Could you transcribe the material below exactly, without leaving out a single line?

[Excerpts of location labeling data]
---

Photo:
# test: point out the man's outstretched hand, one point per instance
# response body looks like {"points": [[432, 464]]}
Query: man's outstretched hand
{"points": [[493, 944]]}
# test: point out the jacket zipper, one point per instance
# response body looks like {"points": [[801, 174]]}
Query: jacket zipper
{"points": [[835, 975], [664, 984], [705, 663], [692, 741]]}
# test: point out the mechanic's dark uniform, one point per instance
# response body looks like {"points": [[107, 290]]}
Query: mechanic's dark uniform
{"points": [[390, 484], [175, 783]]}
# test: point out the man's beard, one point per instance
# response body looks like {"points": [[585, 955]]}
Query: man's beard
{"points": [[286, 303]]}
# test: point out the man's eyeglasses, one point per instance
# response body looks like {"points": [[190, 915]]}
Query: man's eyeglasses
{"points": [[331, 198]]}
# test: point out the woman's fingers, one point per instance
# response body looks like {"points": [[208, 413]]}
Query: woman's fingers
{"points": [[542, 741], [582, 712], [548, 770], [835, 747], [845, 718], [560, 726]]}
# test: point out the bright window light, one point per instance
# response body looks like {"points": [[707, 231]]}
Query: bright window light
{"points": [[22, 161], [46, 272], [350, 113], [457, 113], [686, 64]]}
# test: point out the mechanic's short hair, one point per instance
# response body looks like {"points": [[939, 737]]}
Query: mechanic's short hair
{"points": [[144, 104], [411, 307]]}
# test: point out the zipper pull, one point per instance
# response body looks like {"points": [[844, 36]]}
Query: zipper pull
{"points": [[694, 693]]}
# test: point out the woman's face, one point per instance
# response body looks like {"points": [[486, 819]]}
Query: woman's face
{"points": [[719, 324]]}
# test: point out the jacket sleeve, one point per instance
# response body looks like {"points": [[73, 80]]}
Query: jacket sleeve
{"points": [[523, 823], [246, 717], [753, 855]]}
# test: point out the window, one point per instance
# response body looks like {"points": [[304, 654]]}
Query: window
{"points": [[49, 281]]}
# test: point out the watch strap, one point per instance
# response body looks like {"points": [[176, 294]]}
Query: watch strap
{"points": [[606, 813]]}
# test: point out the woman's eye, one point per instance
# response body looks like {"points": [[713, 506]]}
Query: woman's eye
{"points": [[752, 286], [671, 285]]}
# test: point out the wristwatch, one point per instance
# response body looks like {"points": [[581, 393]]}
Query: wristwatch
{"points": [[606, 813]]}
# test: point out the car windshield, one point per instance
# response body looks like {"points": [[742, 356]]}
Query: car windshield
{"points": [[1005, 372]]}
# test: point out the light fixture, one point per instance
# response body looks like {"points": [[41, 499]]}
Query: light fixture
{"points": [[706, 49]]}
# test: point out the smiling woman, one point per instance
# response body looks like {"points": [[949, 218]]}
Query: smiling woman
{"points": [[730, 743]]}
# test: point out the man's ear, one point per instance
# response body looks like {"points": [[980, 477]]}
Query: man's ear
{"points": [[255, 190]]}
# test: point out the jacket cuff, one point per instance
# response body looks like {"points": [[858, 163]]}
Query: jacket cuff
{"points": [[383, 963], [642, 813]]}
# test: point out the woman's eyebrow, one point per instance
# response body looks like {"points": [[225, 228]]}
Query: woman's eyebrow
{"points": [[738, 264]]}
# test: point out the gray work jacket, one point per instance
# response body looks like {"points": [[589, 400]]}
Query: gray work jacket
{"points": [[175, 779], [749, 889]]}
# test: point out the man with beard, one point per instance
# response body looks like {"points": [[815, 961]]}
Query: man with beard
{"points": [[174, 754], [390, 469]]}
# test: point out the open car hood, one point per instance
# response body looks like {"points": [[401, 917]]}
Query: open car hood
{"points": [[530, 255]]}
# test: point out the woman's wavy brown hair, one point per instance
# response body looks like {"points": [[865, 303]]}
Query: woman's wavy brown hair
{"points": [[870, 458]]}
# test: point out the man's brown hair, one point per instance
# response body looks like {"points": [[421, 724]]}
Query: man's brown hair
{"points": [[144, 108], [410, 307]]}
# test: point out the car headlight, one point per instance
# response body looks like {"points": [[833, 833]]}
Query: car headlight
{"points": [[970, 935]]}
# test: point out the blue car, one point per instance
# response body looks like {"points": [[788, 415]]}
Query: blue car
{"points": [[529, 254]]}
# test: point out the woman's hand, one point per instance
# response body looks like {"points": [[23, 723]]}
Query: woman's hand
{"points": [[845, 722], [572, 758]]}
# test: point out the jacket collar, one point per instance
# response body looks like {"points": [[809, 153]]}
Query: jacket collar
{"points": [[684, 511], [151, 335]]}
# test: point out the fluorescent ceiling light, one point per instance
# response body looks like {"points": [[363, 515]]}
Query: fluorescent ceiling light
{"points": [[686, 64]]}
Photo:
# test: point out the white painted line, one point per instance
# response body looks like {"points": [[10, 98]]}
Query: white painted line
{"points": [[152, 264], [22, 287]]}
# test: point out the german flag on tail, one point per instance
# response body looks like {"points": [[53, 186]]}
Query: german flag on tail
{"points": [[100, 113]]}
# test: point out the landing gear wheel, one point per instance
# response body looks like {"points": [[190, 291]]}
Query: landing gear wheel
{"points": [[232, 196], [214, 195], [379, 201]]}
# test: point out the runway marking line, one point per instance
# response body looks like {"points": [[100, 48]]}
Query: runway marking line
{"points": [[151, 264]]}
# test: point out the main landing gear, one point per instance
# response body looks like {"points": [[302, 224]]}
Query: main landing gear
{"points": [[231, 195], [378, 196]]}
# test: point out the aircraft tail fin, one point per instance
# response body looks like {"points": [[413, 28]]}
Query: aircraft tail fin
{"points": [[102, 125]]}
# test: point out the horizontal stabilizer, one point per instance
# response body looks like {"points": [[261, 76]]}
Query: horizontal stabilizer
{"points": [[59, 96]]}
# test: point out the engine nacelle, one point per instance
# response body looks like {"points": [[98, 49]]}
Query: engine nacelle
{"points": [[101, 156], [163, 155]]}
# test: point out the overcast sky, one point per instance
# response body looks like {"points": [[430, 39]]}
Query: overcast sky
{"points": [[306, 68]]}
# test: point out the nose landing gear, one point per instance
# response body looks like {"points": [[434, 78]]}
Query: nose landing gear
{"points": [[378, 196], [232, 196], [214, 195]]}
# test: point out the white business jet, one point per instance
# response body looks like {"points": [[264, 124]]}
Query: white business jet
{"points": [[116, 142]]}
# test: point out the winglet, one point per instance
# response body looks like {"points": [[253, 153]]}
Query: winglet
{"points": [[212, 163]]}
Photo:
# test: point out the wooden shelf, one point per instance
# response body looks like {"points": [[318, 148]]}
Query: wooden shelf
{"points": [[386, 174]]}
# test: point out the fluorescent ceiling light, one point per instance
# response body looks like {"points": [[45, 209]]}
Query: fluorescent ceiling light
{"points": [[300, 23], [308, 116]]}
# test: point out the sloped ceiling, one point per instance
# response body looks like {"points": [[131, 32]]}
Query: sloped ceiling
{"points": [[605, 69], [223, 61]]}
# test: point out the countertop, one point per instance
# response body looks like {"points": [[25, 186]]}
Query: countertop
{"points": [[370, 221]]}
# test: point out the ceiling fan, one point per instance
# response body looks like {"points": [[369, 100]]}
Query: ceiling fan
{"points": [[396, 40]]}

---

Output of the task –
Photo:
# test: point out the man's outstretched hand, one point per instance
# response body looks like {"points": [[432, 464]]}
Query: man's outstretched hand
{"points": [[493, 944]]}
# test: point out the jacket zipper, one point per instance
# response body looks like {"points": [[801, 174]]}
Query: jacket zipper
{"points": [[835, 975], [664, 984], [705, 663], [692, 741]]}
# test: point out the mechanic's dark uniform, one point per instance
# response body looks like {"points": [[107, 290]]}
Query: mechanic's dark uniform
{"points": [[390, 484], [175, 783]]}
# test: point out the man's beard, one point per instance
# response body looks like {"points": [[585, 955]]}
Query: man's beard
{"points": [[286, 303]]}
# test: point out the man's eyeglasses, one point per instance
# response body looks like {"points": [[190, 915]]}
Query: man's eyeglasses
{"points": [[331, 198]]}
# test: point out the woman's fingers, one point per instance
# response body looks like {"points": [[208, 413]]}
Query: woman's fingers
{"points": [[542, 741], [582, 712], [548, 770], [835, 747], [845, 718], [560, 726]]}
# test: point out the bright window light, one point per instance
# response body looks like {"points": [[707, 231]]}
Query: bright window light
{"points": [[22, 161], [46, 272], [350, 113], [457, 113], [686, 64]]}
# test: point out the mechanic's short hair, one point per instance
# response body looks like {"points": [[939, 737]]}
Query: mechanic's short hair
{"points": [[144, 104], [411, 307]]}
# test: point out the zipper pull, one point per instance
# response body looks like {"points": [[844, 36]]}
Query: zipper pull
{"points": [[694, 693]]}
# test: point out the woman's face, one point per instance
# response body looks like {"points": [[486, 819]]}
Query: woman's face
{"points": [[719, 324]]}
# test: point out the jacket sleeve, one point per instance
# response body looks like {"points": [[73, 80]]}
Query: jacket sleeve
{"points": [[523, 823], [246, 717], [753, 855]]}
# test: point out the window, one point per instance
# response body looks like {"points": [[304, 654]]}
Query: window
{"points": [[49, 281]]}
# test: point out the watch strap, one point per instance
# response body looks like {"points": [[176, 294]]}
Query: watch strap
{"points": [[606, 813]]}
# test: point out the woman's eye, one point per instance
# response body looks like {"points": [[713, 506]]}
Query: woman's eye
{"points": [[752, 286], [671, 285]]}
# test: point out the wristwatch, one point per instance
# response body looks like {"points": [[581, 393]]}
Query: wristwatch
{"points": [[606, 813]]}
# test: point out the car windshield, one point per instance
# response body looks like {"points": [[742, 356]]}
Query: car windshield
{"points": [[1005, 372]]}
# test: point out the light fixture, one point per instance
# response body looks like {"points": [[41, 499]]}
Query: light fixture
{"points": [[706, 49]]}
# test: point out the smiling woman, one point per instance
# response body looks like {"points": [[949, 218]]}
Query: smiling woman
{"points": [[730, 743]]}
# test: point out the man's ear, one point per instance
# response body looks like {"points": [[980, 477]]}
Query: man's ear
{"points": [[255, 190]]}
# test: point out the jacket cuff, one point per instance
# response body looks like {"points": [[858, 163]]}
Query: jacket cuff
{"points": [[383, 963], [642, 813]]}
# test: point out the woman's eyebrow, one point per instance
# response body looks like {"points": [[225, 228]]}
Query: woman's eyebrow
{"points": [[738, 264]]}
# test: point out the gray work jacket, one point per instance
# response body looks like {"points": [[589, 400]]}
Query: gray work jacket
{"points": [[175, 779], [749, 889]]}
# test: point out the man with beard, one point per instance
# response body looks like {"points": [[815, 961]]}
Query: man with beard
{"points": [[174, 754], [390, 469]]}
# test: point out the open car hood, one point per instance
# response body looks like {"points": [[401, 917]]}
Query: open car hood
{"points": [[530, 255]]}
# test: point out the woman's wavy brown hair, one point per instance
# response body looks like {"points": [[865, 303]]}
Query: woman's wavy brown hair
{"points": [[870, 458]]}
# test: point out the man's brown hair, one point per instance
# response body looks like {"points": [[421, 724]]}
Query: man's brown hair
{"points": [[144, 108], [410, 307]]}
# test: point out the car headlight, one point per instance
# response body looks like {"points": [[833, 833]]}
Query: car headlight
{"points": [[970, 935]]}
# test: point out the blue car, one point per instance
# response body looks like {"points": [[788, 415]]}
Query: blue car
{"points": [[529, 254]]}
# test: point out the woman's hand, one point per instance
# response body looks like {"points": [[23, 723]]}
Query: woman's hand
{"points": [[845, 722], [572, 758]]}
# test: point out the jacket collar, one point per instance
# response body looks like {"points": [[809, 153]]}
Query: jacket collar
{"points": [[684, 511], [151, 335]]}
# test: point out the fluorescent ceiling light, one point per instance
# response body looks like {"points": [[363, 515]]}
Query: fluorescent ceiling light
{"points": [[686, 64]]}
Photo:
# test: point out the white painted line, one point per instance
# response body looks like {"points": [[10, 98]]}
Query: white painted line
{"points": [[152, 264], [22, 287]]}
# test: point out the german flag on tail, one point per instance
# response body looks like {"points": [[53, 186]]}
Query: german flag on tail
{"points": [[100, 113]]}
# test: point out the landing gear wheel, one point per instance
# response body looks like {"points": [[190, 291]]}
Query: landing gear wheel
{"points": [[232, 196], [214, 195], [379, 201]]}
# test: point out the runway marking line, one point per instance
# response body looks like {"points": [[100, 48]]}
Query: runway marking line
{"points": [[151, 264]]}
# test: point out the main landing gear, one point per instance
# response body looks like {"points": [[302, 224]]}
Query: main landing gear
{"points": [[231, 195], [378, 196]]}
# test: point out the aircraft tail fin, one point per instance
# response body looks like {"points": [[413, 28]]}
Query: aircraft tail fin
{"points": [[102, 125]]}
# test: point out the horizontal stabilizer, one point per instance
# response body looks like {"points": [[261, 76]]}
Query: horizontal stabilizer
{"points": [[59, 96]]}
# test: point out the engine nacelle, one point per instance
# response body looks like {"points": [[98, 49]]}
Query: engine nacelle
{"points": [[101, 156], [163, 155]]}
# test: point out the overcast sky, one point per instance
# response body looks like {"points": [[430, 39]]}
Query: overcast sky
{"points": [[306, 68]]}
# test: point out the nose landing gear, one point per instance
# response body looks like {"points": [[434, 78]]}
Query: nose landing gear
{"points": [[378, 196], [232, 196], [214, 195]]}
# test: point out the white business jet, one point per instance
# response body looks like {"points": [[264, 124]]}
Query: white business jet
{"points": [[116, 142]]}
# test: point out the winglet, one point per instance
# response body looks like {"points": [[253, 153]]}
Query: winglet
{"points": [[212, 163]]}
Photo:
# test: point out the wooden shelf, one point per instance
# response body looks like {"points": [[318, 148]]}
Query: wooden shelf
{"points": [[386, 174]]}
# test: point out the fluorescent ceiling light, one point per instance
# response body looks like {"points": [[45, 209]]}
Query: fluorescent ceiling light
{"points": [[300, 23], [308, 116]]}
# test: point out the sloped ceiling, one point per instance
# response body looks like {"points": [[131, 32]]}
Query: sloped ceiling
{"points": [[605, 69], [223, 61]]}
# test: point out the countertop, one point per instance
# response body looks like {"points": [[25, 186]]}
Query: countertop
{"points": [[370, 221]]}
# test: point out the ceiling fan, one point per instance
# response body looks like {"points": [[369, 100]]}
Query: ceiling fan
{"points": [[396, 40]]}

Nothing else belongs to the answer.